Extrait à lire:
====
Explorations et recherches avant la colonisation
Puisque Vénus n'a pas autant été étudiée que des astres tels que la lune ou Mars, d'autres recherches doivent être conduites avant que des missions habitées soient approuvées. La sonde Venus Express a achevé sa mission en 2014, mais d'autres missions à bas prix ont été proposées pour approfondir l'exploration de l'atmosphère de la planète, comme la zone des 50 kilomètres au-dessus de la surface où la pression atmosphérique est la même que celle de la Terre au niveau de la mer.
Une telle sonde devrait utiliser l'énergie solaire. Cependant, la vitesse des vents dans l'atmosphère supérieure de Vénus peut atteindre jusqu'à 95 m/s au niveau supérieur des nuages, la pesanteur légèrement inférieure (8,87 m/s²) et la pression atmosphérique plus élevée allègent ceci légèrement, et le vol d'un avion sur Vénus serait plus facile que sur Mars avec sa pression extrêmement basse. La sonde devrait se "stationner" à 72 km d'altitude où la pression est suffisamment basse et où l'énergie solaire est abondante pour qu'elle puisse se recharger elle-même pour des excursions temporaires plus bas dans l'atmosphère pendant quelques heures. Comme une journée sur Vénus dure près de 100 jours terrestres à cause de sa très faible vitesse de rotation, la sonde devrait rester continuellement du côté éclairé et devrait seulement se déplacer à une vitesse de 13,4 km/h à l'équateur pour conserver la même vitesse de rotation que la planète. Explorer l'autre face de la planète ne devrait pas être possible jusqu'à ce que la lumière du soleil atteigne la zone, puisqu'une sonde à énergie solaire n'aurait pas la puissance nécessaire pour traverser la face non éclairée entièrement sans se recharger[2].
====
Exercices:
**A)** Condensez le paragraphe de l'extrait sur Vénus qui commence par « Puisque Vénus n'a pas autant été étudiée » en gardant ses faits principaux.
**B)** Dans l'extrait sur Vénus, reprenez le passage qui commence par « Explorations et recherches » et s'arrête après « niveau de la mer. », en substituant « peu coûteuses » à « à bas prix ».

Extrait des données:
====
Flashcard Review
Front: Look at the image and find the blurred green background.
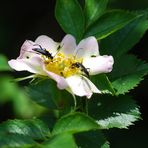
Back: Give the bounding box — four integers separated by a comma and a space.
0, 0, 148, 148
====
Corrigés:
**A)** Vénus ayant été moins étudiée que la Lune ou Mars, d'autres recherches sont nécessaires avant d'approuver des missions habitées. La sonde Venus Express a terminé sa mission en 2014. Des missions à bas prix ont été proposées pour mieux explorer l'atmosphère, notamment la zone située à 50 km au-dessus de la surface, où la pression égale celle de la Terre au niveau de la mer.

**B)**
Explorations et recherches avant la colonisation
Puisque Vénus n'a pas autant été étudiée que des astres tels que la lune ou Mars, d'autres recherches doivent être conduites avant que des missions habitées soient approuvées. La sonde Venus Express a achevé sa mission en 2014, mais d'autres missions peu coûteuses ont été proposées pour approfondir l'exploration de l'atmosphère de la planète, comme la zone des 50 kilomètres au-dessus de la surface où la pression atmosphérique est la même que celle de la Terre au niveau de la mer.